Archive for October, 2022

All Hallows’ Eve

Posted in FILM with tags on October 31, 2022 by dcairns

Well… I got some new trailers.

Rising Vamp

Posted in FILM with tags , , , on October 29, 2022 by dcairns

Over at The Current, I’ve contributed the opening salvo to a series of pieces on the vampire — in what is known as august company, with Geoffrey O’Brien, Phoebe Chen, Angelica Jade Bastién, and Beatrice Loayza. I tackle Lugosi. Quite a challenge.

The pieces are here.

As a taster, here’s a passage I was sorry to cut, but to make the focus on Bela rather than Tod Browning, it had to be done:

“Browning’s best effects are all next-door to incompetence: he has a disconcerting way of undermining our comfortable certainty about how many characters are in a scene, using mirrors, occluding walls, and surprise angle changes, so that, when Dracula’s failure to appear in a mirror is first shown, the effect is familiar: every scene with a cut in it has had the same effect. When the very nervous Helen Chandler begins conversing telepathically with her undead suitor, the conversation has a disjointed quality we’ve already come to know well.”

=-=-=-=-=

**WRITTEN TASKS**
1. In the blog archive, reproduce the passage from "Over at The" up to and including "pieces are here.", replacing "august company" with "distinguished company".
2. According to the blog archive, on what date was "Rising Vamp" posted?
3. Continue the blog archive after the quoted passage about Browning.

**INFORMATION SUPPLIED**
=-=-=-=-=

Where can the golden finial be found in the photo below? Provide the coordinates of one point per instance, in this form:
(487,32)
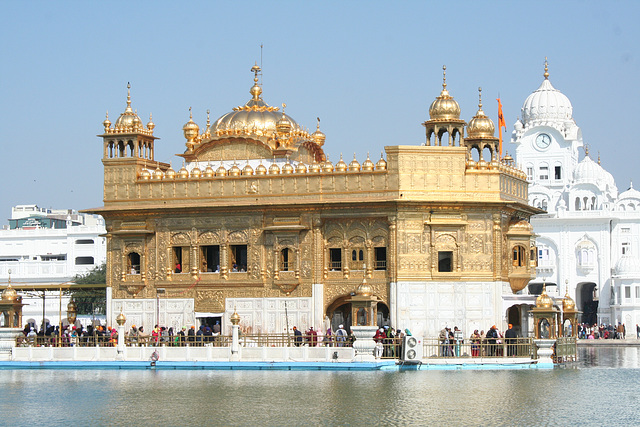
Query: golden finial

=-=-=-=-=

**RESPONSES BY TASK**
1.
Over at The Current, I’ve contributed the opening salvo to a series of pieces on the vampire — in what is known as distinguished company, with Geoffrey O’Brien, Phoebe Chen, Angelica Jade Bastién, and Beatrice Loayza. I tackle Lugosi. Quite a challenge.

The pieces are here.

2. October 29, 2022

3.
Vex and Silence

Posted in FILM, literature with tags , , , , , , , , , , , , , , , , , , , , , , , on October 28, 2022 by dcairns

OK, so Gillermo Del Toro’s Cabinet of Curiosities delivered two stunningly bad takes on Lovecraft yesterday, all sound and fury, signifying more sound and fury. Within minutes I could tell each one was going to be leaden. Pickman’s Model buried the story in irrelevant self-mutilations and was among Lovecraft’s least filmable works anyway — even Nyarlathotep would do better as basis for a scenario — since it’s about unbelievably horrible paintings. Imagine – some poor commercial artist had to try to produce paintings so repulsive they warp the mind of the onlooker.

Now, admittedly, Albert Lewin’s THE PICTURE OF DORIAN GRAY managed to come up with a rotting portrait equal to Wilde’s conception, or near enough. But what Lovecraft seems to be requiring is beyond even that.

While Pickman’s Model falls into all the inadequacies the story’s nameless narrator credited himself with, in his strained attempts to mimic Pickman’s morbid style, and adds grotesquely amplified squelching sounds in a last-ditch effort to gross us out, Dreams in the Witch House starts out at peak volume and proceeds further and further over the top as it goes on. Actually, it starts with the Shostakovich waltz from EYES WIDE SHUT, thereby proving that the filmmakers have no interest in being original.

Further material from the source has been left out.